* Passage provided:
Studio album by The Golden Filter
- Released: April 26, 2010
- Recorded: 2009–10
- Genre: Electropop; synthpop; nu-disco; indietronica;
- Length: 61:03
- Label: Brille
- Producer: The Golden Filter

The Golden Filter chronology
|  | Voluspa (2010) | Syndromes (2011) |

Singles from Voluspa
- "Solid Gold" Released: February 5, 2009; "Thunderbird" Released: November 16, 2009; "Hide Me" Released: April 19, 2010;

= Voluspa (album) =

Voluspa is the debut album by American electronic duo The Golden Filter, released in the United Kingdom on April 26, 2010, by Brille Records. Two singles, "Solid Gold" and "Thunderbird", were released in 2009, while a third single, "Hide Me", was released on April 19, 2010.

==Critical reception==

Voluspa received generally positive reviews from music critics. The Fly praised its "motorik futurism, breathy provocativeness, and pogo glowstickerry" and called it "a precious debut". State felt that the record stands "on the edge of chart-friendly pop and the darker shades of progressive disco" and described it as "a trajectory of icy sharp and mesmeric nu-disco classics from beginning to end". PopMatters found it "full of character and personality" and noticed that "at its peak, it's bewitching, hypnotic and sexy enough to put steam in your strides". Resident Advisor described it as "one of those rare dance music albums that actually feels more comfortable listened to at home, by yourself, in a romantic yet solitary mood" and UR Chicago felt that it is "reveling in emotional abundance and wallowing in coarse electronics that even Olof Dreijer of The Knife would be jealous of" and that it is "easily a contender for one of the best [records] of the year".

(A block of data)
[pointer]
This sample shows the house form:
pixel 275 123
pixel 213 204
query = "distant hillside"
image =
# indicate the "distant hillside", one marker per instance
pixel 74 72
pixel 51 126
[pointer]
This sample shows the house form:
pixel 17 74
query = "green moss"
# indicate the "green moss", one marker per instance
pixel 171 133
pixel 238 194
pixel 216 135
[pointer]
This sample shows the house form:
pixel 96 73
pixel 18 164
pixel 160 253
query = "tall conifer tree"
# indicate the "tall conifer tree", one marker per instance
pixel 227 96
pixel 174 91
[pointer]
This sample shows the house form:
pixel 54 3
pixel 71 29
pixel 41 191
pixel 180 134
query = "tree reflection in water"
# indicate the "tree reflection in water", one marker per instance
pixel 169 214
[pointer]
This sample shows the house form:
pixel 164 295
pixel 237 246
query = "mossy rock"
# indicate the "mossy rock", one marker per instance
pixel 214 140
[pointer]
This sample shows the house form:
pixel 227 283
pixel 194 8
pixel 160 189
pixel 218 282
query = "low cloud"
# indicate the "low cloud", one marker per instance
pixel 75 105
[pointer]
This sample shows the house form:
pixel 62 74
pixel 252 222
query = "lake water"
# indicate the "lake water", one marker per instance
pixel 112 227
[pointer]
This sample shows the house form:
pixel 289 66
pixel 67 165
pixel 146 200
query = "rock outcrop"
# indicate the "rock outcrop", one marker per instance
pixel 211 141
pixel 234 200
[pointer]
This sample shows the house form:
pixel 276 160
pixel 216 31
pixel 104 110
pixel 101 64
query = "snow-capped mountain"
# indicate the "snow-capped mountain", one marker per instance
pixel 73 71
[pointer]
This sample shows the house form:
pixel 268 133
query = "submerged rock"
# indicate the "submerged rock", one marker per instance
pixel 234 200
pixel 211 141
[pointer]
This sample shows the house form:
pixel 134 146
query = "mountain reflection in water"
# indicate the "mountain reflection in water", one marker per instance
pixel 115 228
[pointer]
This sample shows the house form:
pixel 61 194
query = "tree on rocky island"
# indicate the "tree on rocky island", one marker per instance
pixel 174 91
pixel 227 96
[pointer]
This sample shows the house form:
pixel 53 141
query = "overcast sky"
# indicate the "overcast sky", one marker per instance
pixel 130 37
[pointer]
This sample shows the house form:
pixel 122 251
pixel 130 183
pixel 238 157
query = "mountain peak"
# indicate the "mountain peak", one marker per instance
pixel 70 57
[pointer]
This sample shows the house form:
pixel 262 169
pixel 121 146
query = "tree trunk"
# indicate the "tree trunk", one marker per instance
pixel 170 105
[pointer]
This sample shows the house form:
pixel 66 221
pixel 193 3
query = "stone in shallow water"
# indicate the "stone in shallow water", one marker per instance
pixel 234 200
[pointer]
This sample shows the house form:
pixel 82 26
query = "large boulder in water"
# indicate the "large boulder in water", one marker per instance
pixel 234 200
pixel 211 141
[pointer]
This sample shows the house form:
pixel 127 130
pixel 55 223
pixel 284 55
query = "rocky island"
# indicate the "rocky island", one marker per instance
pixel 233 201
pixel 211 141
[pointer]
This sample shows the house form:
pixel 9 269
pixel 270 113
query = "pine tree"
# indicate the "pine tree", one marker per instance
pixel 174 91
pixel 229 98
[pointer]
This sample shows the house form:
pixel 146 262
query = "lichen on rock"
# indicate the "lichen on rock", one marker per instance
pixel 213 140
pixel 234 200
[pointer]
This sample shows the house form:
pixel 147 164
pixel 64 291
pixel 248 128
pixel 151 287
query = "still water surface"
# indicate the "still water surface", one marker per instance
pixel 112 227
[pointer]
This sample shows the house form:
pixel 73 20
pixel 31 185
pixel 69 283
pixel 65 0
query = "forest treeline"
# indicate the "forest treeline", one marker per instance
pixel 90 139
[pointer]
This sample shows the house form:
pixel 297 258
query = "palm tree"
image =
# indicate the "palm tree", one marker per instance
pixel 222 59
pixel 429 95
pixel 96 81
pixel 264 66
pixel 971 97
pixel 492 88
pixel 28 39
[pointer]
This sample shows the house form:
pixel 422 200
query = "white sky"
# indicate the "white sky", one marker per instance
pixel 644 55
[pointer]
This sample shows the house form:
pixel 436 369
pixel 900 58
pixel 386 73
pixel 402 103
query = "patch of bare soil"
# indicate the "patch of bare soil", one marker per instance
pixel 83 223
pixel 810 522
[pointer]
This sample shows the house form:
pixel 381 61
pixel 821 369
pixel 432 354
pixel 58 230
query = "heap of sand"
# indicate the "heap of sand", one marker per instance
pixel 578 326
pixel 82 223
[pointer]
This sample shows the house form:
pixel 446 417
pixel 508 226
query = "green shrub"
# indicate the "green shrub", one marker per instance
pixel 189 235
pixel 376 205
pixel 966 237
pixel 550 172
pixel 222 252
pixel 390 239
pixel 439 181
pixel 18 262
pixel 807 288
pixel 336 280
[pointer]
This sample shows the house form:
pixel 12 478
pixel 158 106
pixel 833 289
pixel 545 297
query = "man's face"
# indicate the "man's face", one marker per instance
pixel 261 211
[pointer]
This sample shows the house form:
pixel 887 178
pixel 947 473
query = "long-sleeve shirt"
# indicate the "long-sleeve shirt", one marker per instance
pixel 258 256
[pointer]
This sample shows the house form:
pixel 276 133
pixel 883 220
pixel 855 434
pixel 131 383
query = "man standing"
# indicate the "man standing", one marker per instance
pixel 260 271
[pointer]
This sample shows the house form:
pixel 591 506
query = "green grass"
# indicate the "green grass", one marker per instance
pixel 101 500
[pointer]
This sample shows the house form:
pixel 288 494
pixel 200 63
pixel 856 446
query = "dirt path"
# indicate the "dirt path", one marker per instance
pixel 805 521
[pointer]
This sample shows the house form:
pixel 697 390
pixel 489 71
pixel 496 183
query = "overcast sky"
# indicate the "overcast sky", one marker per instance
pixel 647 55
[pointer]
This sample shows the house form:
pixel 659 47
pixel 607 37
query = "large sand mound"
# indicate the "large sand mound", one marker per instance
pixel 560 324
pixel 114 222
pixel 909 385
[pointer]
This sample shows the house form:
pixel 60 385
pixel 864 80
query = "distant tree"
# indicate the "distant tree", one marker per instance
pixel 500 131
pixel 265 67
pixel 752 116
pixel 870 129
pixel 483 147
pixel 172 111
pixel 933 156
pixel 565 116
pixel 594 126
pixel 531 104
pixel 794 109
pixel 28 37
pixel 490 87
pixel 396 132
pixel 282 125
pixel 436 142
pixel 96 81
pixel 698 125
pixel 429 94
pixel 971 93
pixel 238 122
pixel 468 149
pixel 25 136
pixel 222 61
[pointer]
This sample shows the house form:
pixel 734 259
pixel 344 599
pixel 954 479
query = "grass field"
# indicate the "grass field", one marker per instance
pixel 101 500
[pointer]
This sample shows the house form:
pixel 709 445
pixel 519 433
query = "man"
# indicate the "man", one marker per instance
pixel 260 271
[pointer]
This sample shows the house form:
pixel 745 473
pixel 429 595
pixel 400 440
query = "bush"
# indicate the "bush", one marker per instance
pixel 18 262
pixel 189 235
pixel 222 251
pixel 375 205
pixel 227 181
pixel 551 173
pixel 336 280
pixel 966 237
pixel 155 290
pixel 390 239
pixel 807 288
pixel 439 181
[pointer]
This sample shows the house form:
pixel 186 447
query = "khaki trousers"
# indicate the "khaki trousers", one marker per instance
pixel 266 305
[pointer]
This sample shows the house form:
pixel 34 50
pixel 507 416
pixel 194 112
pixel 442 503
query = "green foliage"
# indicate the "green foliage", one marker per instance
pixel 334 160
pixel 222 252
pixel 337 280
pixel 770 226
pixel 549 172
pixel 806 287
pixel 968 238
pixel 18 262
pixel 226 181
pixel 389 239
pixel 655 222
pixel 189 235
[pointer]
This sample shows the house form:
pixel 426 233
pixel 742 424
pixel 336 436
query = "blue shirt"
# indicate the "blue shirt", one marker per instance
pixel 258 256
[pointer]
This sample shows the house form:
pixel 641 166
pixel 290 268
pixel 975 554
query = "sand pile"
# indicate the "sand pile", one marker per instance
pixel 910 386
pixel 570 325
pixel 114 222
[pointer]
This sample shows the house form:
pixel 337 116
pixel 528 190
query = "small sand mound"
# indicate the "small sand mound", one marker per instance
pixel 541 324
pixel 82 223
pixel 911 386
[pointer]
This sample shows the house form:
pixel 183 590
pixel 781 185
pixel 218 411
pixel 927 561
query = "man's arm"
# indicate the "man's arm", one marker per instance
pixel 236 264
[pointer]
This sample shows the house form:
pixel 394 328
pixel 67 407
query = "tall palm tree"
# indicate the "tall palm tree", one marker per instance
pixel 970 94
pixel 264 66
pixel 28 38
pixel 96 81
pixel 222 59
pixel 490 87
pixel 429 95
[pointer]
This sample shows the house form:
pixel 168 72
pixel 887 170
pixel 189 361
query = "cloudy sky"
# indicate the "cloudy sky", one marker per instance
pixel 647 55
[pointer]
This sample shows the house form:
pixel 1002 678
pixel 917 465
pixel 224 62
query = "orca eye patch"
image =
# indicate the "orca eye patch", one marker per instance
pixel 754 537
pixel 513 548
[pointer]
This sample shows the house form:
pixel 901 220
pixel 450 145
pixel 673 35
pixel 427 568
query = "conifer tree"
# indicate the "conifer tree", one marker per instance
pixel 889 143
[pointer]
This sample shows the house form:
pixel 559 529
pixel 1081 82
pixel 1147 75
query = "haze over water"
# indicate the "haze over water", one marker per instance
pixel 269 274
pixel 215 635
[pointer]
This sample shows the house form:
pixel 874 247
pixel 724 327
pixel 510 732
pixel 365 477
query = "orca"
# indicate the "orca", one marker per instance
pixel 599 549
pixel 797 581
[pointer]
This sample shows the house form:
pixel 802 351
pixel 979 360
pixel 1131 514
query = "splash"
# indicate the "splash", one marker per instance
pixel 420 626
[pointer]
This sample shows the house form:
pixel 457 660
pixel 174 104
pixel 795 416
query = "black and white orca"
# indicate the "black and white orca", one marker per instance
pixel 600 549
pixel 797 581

* Required actions:
#1 Reproduce verbatim the passage of the Voluspa album article starting at "Voluspa is the" and ending at "April 19, 2010.".
#2 According to the Voluspa album article, on what date was the single "Hide Me" released?

* Answers to each task:
#1
Voluspa is the debut album by American electronic duo The Golden Filter, released in the United Kingdom on April 26, 2010, by Brille Records. Two singles, "Solid Gold" and "Thunderbird", were released in 2009, while a third single, "Hide Me", was released on April 19, 2010.

#2 April 19, 2010